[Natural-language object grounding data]
--- START ---

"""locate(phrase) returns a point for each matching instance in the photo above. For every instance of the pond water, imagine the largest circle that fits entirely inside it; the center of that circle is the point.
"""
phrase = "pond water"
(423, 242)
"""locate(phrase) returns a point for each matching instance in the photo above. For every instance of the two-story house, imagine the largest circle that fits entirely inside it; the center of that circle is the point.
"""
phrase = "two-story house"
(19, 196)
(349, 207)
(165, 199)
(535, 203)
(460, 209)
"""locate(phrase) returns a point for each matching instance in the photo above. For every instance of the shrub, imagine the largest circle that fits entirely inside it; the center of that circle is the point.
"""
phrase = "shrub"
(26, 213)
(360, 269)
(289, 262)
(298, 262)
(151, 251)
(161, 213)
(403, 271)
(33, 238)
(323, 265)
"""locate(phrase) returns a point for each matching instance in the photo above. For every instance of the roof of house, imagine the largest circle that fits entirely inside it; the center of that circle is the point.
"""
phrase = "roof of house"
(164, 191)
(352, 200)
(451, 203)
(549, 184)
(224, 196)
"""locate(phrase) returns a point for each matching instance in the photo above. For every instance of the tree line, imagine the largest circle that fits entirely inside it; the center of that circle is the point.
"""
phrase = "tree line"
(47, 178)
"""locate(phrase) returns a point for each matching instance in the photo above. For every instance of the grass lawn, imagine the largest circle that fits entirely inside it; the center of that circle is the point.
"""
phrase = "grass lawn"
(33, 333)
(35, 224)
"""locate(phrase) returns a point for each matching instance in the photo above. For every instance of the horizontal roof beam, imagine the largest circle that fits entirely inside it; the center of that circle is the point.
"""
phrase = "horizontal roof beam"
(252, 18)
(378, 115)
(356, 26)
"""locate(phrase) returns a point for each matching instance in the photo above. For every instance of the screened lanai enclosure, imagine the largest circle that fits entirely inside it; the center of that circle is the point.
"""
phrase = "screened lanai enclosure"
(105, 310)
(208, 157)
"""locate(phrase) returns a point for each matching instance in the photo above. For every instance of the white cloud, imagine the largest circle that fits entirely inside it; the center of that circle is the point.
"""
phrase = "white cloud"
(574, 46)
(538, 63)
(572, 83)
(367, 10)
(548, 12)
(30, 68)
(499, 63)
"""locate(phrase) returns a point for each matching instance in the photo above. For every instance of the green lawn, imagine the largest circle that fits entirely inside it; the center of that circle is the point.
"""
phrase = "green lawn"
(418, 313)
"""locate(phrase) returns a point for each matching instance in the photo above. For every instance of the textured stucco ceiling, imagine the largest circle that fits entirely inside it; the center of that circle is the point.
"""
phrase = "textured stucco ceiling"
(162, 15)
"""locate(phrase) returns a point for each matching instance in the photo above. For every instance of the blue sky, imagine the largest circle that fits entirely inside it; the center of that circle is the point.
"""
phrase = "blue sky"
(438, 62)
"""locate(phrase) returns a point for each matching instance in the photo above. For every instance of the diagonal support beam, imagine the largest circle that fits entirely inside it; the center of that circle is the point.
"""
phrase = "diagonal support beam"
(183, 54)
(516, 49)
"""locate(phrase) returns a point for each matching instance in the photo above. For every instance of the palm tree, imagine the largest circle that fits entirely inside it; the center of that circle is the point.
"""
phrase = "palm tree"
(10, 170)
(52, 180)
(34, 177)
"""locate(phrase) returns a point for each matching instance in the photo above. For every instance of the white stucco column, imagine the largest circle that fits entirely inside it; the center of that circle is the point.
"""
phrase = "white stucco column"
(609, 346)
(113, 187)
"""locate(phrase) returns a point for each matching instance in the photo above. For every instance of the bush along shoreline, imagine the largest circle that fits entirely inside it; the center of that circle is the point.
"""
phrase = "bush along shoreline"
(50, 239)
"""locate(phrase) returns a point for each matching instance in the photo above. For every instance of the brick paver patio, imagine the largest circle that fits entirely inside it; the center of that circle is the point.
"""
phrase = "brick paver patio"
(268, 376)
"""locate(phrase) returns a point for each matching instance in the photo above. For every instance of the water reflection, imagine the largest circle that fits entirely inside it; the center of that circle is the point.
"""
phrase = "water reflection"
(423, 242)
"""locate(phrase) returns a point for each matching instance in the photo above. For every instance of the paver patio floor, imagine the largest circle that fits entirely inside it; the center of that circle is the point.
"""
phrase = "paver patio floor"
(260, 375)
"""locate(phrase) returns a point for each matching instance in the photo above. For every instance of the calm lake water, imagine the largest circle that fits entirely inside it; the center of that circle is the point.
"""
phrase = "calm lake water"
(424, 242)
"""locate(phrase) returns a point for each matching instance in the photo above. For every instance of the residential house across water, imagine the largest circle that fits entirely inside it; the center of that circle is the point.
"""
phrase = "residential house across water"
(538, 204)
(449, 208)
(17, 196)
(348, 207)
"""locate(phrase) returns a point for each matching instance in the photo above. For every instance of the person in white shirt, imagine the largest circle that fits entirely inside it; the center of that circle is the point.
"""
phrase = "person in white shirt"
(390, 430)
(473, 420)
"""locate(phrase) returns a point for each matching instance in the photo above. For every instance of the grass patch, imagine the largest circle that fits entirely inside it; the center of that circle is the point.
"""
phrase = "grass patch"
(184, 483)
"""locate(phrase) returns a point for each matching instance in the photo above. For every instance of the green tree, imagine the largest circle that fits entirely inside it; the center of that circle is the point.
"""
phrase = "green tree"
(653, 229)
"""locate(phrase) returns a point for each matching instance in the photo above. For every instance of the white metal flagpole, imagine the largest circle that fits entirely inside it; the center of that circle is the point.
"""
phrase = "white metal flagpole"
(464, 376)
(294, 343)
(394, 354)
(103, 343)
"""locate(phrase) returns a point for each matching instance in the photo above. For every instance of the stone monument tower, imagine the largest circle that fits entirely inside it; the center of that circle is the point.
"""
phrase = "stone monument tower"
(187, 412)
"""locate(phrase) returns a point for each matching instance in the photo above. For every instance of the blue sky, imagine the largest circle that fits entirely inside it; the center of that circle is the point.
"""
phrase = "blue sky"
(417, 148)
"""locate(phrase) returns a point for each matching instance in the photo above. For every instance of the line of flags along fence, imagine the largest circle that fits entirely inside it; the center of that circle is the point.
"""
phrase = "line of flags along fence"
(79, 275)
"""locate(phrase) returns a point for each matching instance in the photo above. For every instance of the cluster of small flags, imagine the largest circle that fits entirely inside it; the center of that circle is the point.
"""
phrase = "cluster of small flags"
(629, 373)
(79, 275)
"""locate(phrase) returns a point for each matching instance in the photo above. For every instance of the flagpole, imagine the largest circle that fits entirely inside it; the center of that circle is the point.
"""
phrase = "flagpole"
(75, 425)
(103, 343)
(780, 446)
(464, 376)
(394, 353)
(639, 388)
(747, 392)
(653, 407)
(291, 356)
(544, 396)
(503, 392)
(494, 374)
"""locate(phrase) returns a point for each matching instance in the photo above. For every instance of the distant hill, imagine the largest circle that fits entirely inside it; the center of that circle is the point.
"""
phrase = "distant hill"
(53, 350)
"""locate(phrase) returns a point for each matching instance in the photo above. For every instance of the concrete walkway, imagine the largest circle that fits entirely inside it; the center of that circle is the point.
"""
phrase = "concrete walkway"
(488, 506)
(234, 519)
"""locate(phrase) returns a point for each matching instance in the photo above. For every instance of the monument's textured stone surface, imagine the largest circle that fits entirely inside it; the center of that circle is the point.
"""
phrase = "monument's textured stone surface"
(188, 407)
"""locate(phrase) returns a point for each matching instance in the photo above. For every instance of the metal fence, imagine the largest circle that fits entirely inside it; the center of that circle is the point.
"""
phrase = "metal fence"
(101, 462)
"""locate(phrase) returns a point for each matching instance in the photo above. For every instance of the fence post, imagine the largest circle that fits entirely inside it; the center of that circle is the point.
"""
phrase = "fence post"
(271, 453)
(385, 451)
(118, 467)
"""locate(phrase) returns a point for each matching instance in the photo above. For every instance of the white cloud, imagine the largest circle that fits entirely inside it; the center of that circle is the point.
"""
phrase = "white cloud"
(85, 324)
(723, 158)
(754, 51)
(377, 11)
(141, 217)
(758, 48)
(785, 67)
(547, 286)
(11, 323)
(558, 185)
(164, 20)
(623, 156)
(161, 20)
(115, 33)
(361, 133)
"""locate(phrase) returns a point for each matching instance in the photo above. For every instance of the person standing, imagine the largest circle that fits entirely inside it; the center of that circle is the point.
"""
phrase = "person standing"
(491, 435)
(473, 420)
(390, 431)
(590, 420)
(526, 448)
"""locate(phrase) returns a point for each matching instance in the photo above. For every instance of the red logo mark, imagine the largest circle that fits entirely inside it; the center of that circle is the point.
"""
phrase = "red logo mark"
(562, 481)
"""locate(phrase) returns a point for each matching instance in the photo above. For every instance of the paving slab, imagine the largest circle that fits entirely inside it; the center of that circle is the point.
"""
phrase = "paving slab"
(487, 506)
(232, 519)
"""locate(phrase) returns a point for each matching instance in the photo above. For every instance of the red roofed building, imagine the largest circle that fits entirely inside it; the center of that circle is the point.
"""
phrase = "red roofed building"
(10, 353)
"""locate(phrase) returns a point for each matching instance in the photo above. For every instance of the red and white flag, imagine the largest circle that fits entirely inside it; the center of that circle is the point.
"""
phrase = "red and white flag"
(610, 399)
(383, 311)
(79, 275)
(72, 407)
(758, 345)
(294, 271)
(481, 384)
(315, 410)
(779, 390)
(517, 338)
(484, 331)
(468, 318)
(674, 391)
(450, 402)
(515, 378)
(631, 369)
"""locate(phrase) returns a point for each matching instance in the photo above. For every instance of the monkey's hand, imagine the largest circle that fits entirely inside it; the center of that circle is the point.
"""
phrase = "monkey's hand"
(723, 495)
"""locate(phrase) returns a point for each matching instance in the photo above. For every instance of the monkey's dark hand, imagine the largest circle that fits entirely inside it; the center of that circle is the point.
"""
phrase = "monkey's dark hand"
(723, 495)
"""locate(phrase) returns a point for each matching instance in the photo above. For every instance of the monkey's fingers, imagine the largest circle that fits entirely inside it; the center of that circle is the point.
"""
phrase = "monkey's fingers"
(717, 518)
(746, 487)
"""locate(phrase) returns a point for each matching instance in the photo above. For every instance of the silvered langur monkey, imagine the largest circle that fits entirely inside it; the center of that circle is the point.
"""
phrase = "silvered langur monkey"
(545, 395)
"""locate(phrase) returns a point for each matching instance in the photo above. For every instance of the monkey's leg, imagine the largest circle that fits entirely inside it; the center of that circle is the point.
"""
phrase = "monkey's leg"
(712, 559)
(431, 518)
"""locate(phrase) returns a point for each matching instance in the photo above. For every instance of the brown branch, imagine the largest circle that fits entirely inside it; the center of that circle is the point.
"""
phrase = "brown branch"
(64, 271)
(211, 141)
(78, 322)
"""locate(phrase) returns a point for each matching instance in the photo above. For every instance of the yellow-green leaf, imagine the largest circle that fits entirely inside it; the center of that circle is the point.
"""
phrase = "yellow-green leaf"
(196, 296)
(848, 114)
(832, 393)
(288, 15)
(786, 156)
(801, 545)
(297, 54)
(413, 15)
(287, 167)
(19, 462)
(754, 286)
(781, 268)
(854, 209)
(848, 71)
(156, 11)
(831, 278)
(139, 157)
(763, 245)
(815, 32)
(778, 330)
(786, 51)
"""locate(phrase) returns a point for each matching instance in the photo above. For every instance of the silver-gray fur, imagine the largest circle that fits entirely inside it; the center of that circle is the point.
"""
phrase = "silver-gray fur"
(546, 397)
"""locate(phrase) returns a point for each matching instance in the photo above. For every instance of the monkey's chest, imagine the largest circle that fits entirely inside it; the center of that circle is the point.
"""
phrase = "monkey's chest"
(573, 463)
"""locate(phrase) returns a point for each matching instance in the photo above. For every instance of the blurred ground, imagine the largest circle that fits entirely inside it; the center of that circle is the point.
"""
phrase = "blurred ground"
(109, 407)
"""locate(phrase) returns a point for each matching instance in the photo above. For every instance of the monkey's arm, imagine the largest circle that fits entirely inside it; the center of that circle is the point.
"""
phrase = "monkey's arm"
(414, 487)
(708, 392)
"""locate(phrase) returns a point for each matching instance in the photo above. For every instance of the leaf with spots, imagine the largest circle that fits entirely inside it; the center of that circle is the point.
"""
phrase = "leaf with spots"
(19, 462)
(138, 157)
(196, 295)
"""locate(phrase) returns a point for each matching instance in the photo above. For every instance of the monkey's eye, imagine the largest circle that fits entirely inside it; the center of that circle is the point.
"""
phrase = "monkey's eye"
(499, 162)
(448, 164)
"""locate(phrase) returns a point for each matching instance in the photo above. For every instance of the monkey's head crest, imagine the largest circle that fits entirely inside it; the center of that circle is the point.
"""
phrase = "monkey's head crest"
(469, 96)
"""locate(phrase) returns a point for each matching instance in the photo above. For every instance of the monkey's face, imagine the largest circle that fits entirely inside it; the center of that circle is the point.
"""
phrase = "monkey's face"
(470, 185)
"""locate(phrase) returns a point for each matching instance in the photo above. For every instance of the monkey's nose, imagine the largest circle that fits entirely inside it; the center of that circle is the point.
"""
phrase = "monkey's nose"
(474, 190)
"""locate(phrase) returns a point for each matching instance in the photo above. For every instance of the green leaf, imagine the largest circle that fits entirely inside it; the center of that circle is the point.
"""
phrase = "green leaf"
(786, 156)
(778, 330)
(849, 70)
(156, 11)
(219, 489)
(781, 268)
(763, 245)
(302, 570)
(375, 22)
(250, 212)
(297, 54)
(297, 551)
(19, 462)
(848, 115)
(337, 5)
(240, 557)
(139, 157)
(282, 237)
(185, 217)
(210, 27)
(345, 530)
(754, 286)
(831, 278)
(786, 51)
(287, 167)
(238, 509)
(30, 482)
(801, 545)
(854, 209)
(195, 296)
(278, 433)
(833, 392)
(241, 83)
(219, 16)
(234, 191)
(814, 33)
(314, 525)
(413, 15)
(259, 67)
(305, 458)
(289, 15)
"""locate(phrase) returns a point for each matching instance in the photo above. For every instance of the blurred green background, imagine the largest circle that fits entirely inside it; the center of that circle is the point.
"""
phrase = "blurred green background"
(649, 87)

--- END ---

Starting at the line that contains "monkey's nose, imagine", copy every line down to the last line of the records above, exactly as written.

"""locate(phrase) returns a point for each matching instance in the photo above. For every instance of the monkey's nose, imagine the largest circle that fits entirely inside it; the center of that circle is the point.
"""
phrase = "monkey's nose"
(474, 190)
"""locate(phrase) returns a point for each matching instance in the photo above. For every instance of the green leaf, imagine the largest circle that fits entirely inside it; the center of that circle is the point.
"""
phrase = "green leaf"
(786, 156)
(778, 330)
(849, 70)
(156, 11)
(219, 489)
(781, 268)
(763, 245)
(302, 570)
(375, 22)
(250, 212)
(297, 54)
(297, 551)
(19, 462)
(848, 115)
(337, 5)
(240, 557)
(139, 157)
(282, 237)
(185, 217)
(210, 27)
(345, 530)
(754, 286)
(831, 278)
(786, 51)
(287, 167)
(238, 509)
(30, 482)
(801, 545)
(854, 209)
(195, 296)
(278, 433)
(833, 392)
(241, 83)
(219, 16)
(234, 191)
(814, 33)
(314, 525)
(413, 15)
(259, 67)
(305, 458)
(289, 15)
"""locate(phrase) returns a point for each matching instance in the photo above. For every instance of the blurred green background, imagine the largest circle that fits entirely inside it; the center of that circle is the point.
"""
phrase = "blurred green background"
(649, 87)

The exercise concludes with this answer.